> _Raw data_:
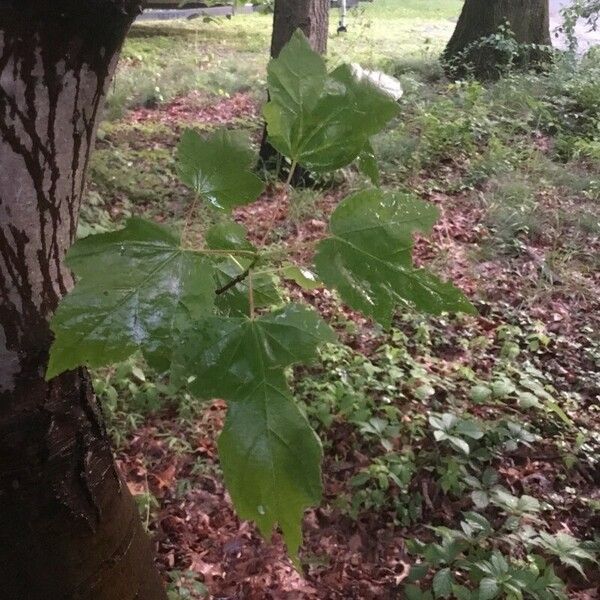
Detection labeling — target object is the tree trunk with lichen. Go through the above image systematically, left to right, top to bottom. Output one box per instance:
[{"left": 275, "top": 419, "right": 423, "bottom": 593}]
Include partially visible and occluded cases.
[
  {"left": 0, "top": 0, "right": 166, "bottom": 600},
  {"left": 260, "top": 0, "right": 330, "bottom": 185},
  {"left": 443, "top": 0, "right": 552, "bottom": 79}
]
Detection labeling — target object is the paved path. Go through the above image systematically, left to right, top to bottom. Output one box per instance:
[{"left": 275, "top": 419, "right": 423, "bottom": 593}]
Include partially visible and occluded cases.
[
  {"left": 139, "top": 0, "right": 600, "bottom": 52},
  {"left": 138, "top": 6, "right": 255, "bottom": 21}
]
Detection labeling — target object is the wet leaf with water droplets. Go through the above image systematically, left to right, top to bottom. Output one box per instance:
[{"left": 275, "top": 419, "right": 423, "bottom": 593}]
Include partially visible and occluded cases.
[{"left": 315, "top": 189, "right": 475, "bottom": 327}]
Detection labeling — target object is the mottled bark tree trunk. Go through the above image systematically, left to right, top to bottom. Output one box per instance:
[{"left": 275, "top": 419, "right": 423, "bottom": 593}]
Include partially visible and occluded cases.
[
  {"left": 0, "top": 0, "right": 166, "bottom": 600},
  {"left": 260, "top": 0, "right": 330, "bottom": 185},
  {"left": 271, "top": 0, "right": 330, "bottom": 58},
  {"left": 443, "top": 0, "right": 552, "bottom": 78}
]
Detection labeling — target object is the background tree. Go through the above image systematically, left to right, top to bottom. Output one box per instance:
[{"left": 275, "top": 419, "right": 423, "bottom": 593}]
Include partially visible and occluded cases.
[
  {"left": 0, "top": 0, "right": 165, "bottom": 600},
  {"left": 260, "top": 0, "right": 330, "bottom": 184},
  {"left": 443, "top": 0, "right": 552, "bottom": 78}
]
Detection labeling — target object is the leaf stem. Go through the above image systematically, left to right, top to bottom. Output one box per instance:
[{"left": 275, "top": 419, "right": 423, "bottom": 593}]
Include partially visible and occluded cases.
[
  {"left": 261, "top": 160, "right": 298, "bottom": 244},
  {"left": 285, "top": 160, "right": 298, "bottom": 189},
  {"left": 215, "top": 255, "right": 258, "bottom": 296}
]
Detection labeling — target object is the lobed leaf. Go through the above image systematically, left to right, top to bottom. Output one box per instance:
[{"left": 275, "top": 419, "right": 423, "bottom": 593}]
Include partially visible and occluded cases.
[
  {"left": 264, "top": 31, "right": 399, "bottom": 171},
  {"left": 177, "top": 129, "right": 265, "bottom": 211},
  {"left": 46, "top": 218, "right": 215, "bottom": 379},
  {"left": 174, "top": 304, "right": 334, "bottom": 558},
  {"left": 219, "top": 374, "right": 322, "bottom": 559}
]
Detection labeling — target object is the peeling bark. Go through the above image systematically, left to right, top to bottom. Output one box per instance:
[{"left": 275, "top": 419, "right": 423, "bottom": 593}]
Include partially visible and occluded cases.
[
  {"left": 0, "top": 0, "right": 165, "bottom": 600},
  {"left": 260, "top": 0, "right": 330, "bottom": 186}
]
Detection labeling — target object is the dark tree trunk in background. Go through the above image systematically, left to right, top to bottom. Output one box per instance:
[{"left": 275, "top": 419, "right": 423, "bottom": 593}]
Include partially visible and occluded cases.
[
  {"left": 0, "top": 0, "right": 166, "bottom": 600},
  {"left": 260, "top": 0, "right": 330, "bottom": 185},
  {"left": 271, "top": 0, "right": 330, "bottom": 58},
  {"left": 443, "top": 0, "right": 552, "bottom": 78}
]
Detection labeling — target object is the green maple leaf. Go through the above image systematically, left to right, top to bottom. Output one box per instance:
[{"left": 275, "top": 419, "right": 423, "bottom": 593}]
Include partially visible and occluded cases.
[
  {"left": 264, "top": 30, "right": 398, "bottom": 171},
  {"left": 177, "top": 129, "right": 265, "bottom": 210},
  {"left": 315, "top": 189, "right": 474, "bottom": 327},
  {"left": 46, "top": 219, "right": 215, "bottom": 379},
  {"left": 173, "top": 304, "right": 335, "bottom": 400},
  {"left": 219, "top": 373, "right": 322, "bottom": 561}
]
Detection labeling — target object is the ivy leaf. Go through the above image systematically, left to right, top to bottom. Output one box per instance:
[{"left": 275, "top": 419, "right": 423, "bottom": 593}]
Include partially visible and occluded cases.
[
  {"left": 177, "top": 129, "right": 265, "bottom": 211},
  {"left": 315, "top": 189, "right": 475, "bottom": 327},
  {"left": 46, "top": 218, "right": 215, "bottom": 379},
  {"left": 173, "top": 304, "right": 335, "bottom": 400},
  {"left": 219, "top": 375, "right": 322, "bottom": 561},
  {"left": 432, "top": 567, "right": 453, "bottom": 598},
  {"left": 479, "top": 577, "right": 500, "bottom": 600}
]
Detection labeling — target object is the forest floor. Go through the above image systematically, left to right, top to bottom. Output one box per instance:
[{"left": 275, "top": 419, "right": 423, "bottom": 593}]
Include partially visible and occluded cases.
[{"left": 80, "top": 0, "right": 600, "bottom": 600}]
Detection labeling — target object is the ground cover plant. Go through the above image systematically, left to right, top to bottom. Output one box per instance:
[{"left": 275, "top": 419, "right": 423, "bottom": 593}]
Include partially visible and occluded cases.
[{"left": 81, "top": 2, "right": 600, "bottom": 598}]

> _Aim of the exercise_:
Pull out every line of the records above that contains the string "path", matching case exactly.

> _In response_:
Detection labeling — target object is the paved path. Go through the above image systematically, left to right, top to bottom. Output one box per instance:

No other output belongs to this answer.